Activity
Whatever the records hold, copy it exactly and completely.

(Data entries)

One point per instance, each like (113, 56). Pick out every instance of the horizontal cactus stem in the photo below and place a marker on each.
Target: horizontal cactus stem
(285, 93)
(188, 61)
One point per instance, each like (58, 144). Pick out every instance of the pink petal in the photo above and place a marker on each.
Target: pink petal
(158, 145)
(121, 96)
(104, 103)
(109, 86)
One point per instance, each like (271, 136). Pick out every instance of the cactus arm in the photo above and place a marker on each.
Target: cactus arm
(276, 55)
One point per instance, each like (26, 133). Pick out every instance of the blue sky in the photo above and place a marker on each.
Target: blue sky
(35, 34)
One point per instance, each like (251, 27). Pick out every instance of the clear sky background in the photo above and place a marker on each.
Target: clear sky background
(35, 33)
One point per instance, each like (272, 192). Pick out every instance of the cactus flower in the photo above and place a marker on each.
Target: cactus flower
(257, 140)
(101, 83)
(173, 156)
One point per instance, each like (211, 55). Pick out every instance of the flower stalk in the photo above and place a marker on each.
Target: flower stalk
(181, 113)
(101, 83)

Solution below
One point per instance, each like (113, 56). Pick out every instance of the horizontal cactus stem in the photo below and place a marker on each.
Target: horizontal cactus stem
(285, 93)
(188, 61)
One point per instance, each like (58, 144). Pick out every instance of the pink petal in the photo above and place a marker on each.
Target: pink petal
(158, 145)
(121, 96)
(104, 103)
(109, 86)
One point per instance, each like (271, 136). Pick out every instance of the cactus arm in the photo above and place a marker on each.
Target: cactus arm
(276, 55)
One point per instance, each like (26, 133). Pick out every instance of the blue sky in the photo above and place a marker on each.
Target: blue sky
(35, 34)
One point per instance, each like (251, 27). Pick out every instance of the clear sky background in the photo above and place a marker on each.
Target: clear sky background
(35, 33)
One point per instance, each like (272, 192). Pick out every instance of the cactus flower in the photo above and place a marker on each.
Target: cactus flower
(257, 140)
(101, 83)
(173, 156)
One point per instance, each like (211, 55). Pick out every instance of the flower stalk in the photo above and place a marker on each.
Target: flower stalk
(181, 113)
(101, 83)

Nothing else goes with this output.